What to do =
Reproduce the data exactly.

Source records:
***
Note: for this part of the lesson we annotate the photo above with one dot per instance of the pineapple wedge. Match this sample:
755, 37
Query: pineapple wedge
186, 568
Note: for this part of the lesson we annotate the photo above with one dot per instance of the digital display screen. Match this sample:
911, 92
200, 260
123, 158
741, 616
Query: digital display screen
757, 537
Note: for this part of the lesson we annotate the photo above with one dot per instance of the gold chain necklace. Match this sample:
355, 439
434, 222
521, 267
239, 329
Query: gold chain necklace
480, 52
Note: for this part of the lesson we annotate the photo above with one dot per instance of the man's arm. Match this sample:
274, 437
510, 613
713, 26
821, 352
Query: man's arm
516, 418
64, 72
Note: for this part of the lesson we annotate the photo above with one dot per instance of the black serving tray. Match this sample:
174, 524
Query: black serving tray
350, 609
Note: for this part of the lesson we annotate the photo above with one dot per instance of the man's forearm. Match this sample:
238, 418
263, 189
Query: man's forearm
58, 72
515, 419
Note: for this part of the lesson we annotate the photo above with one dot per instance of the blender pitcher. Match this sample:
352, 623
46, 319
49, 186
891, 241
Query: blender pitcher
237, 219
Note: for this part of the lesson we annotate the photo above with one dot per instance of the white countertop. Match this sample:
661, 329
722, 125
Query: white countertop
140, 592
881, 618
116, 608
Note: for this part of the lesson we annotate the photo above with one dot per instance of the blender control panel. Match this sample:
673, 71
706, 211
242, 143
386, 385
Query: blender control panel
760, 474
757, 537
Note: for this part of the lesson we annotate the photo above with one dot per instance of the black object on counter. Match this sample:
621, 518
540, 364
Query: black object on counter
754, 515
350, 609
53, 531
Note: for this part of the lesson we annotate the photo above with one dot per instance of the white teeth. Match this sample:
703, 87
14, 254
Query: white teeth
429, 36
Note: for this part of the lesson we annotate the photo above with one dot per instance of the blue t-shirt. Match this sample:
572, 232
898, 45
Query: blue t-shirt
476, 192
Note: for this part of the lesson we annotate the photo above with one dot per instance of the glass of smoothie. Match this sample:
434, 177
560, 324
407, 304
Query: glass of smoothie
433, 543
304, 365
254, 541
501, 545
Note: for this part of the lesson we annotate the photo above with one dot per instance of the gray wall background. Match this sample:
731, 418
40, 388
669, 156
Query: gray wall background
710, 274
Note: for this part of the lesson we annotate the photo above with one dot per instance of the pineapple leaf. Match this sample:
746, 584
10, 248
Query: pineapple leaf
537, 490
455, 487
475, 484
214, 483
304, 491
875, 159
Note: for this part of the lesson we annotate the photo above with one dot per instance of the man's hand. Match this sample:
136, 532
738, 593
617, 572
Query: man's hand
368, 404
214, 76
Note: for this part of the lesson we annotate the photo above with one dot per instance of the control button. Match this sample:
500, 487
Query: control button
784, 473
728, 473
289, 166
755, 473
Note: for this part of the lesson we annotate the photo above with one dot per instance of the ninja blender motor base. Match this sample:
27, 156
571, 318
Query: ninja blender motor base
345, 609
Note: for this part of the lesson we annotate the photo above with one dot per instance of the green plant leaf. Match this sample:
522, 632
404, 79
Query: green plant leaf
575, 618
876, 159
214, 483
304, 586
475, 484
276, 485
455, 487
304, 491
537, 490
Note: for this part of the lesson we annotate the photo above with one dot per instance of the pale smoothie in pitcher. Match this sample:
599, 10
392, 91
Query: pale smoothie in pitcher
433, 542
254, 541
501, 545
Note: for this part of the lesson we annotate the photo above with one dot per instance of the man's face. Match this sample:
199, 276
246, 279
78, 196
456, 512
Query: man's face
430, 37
***
Solution below =
Note: for this part of the lesson we annotate the photo above with one dot per instance of the pineapple wedge. Match this sample:
755, 37
Query: pineapple wedge
186, 568
Note: for this part of the lesson we annotate the photo above with one dot per instance of the digital display screen. Match this sample:
911, 92
200, 260
123, 158
741, 616
Query: digital display screen
757, 537
Note: for this part of the lesson we annotate the photo above with one dot per instance of the gold chain necklace. Match this sample:
355, 439
434, 222
521, 267
239, 329
Query: gold chain necklace
480, 52
Note: for this part of the lesson we annotate the photo above with one dot per instance of the man's arm. Match this sample:
274, 437
510, 613
713, 26
821, 352
Query: man's arm
516, 418
64, 72
Note: for this part of the lesson we annotate the photo above with one dot per instance of the black serving tray. Match this sample:
174, 524
Query: black serving tray
350, 609
Note: for this part of the lesson we annotate the photo above with one dot per instance of the man's forearm. Match this sample:
238, 418
263, 189
Query: man's forearm
58, 72
515, 419
Note: for this part of the lesson we annotate the photo above with one dot per instance of the blender pitcher. Match this sample:
352, 623
46, 319
49, 186
891, 241
Query: blender pitcher
237, 219
Note: for this part of the lesson we annotate the photo above with one dot per instance of the white countertop. Match this sample:
661, 329
722, 125
Query: white countertop
140, 592
881, 618
116, 608
Note: for this part of the lesson we annotate the photo above with one dot per instance of the blender control panel. Match this sample:
673, 71
706, 211
242, 143
386, 385
Query: blender control panel
760, 474
757, 537
Note: for this part of the lesson we annotate the photo above with one dot per instance of the black object on counter. Match this sample:
621, 518
540, 364
Query: black object on counter
754, 515
350, 609
53, 531
Note: for this part of the lesson we annotate the photo above with one dot per instance of the white teeth. Match this sample:
703, 87
14, 254
Query: white teeth
429, 36
Note: for this part of the lesson we annotate the photo above with one dot per instance of the blue t-shirt. Match this sample:
572, 232
898, 45
Query: blue t-shirt
476, 192
Note: for this part of the lesson we annotate the photo above with one dot per instance of the glass of smoothie. Match this sample:
434, 177
560, 324
407, 304
Query: glass of smoothie
433, 543
304, 365
254, 541
501, 545
Note: for this part of the lesson we annotate the photo above with one dot per instance of the gray wall background. Match this sample:
731, 418
40, 388
669, 156
Query: gray wall background
710, 274
Note: for this part of the lesson we annotate the photo above with one dot per instance of the pineapple leaf. Match this sample:
746, 584
10, 248
Query: pineapple leaf
537, 490
455, 487
475, 484
214, 483
304, 491
875, 159
Note: for this part of the lesson we annotate the photo above with one dot per instance of the man's hand. Match this sample:
136, 532
738, 593
617, 572
Query: man's hand
368, 404
214, 76
Note: for this part of the lesson we annotate the photo above with one dot per instance of the control button. Match this sample:
500, 487
Query: control button
784, 473
728, 473
289, 166
755, 473
Note: for this part of the lesson we annotate the photo above with one dot per instance of the ninja blender motor base. Match this sample:
27, 156
571, 318
Query: ninja blender motor base
345, 609
Note: for this part of the lesson we annotate the photo above with one dot per instance of the green plant leaf. Match this sample:
522, 632
404, 79
Query: green plant leaf
575, 618
876, 159
214, 483
304, 586
475, 484
276, 485
455, 487
304, 491
537, 490
Note: for this part of the lesson we annotate the photo above with one dot per instance of the pale smoothie in pitcher. Match this sample:
599, 10
392, 91
Query: pale smoothie in pitcher
433, 542
254, 541
501, 545
Note: for this part of the lesson we annotate the photo above with one dot per instance of the man's face. Match this sample:
199, 276
246, 279
78, 196
456, 512
Query: man's face
430, 37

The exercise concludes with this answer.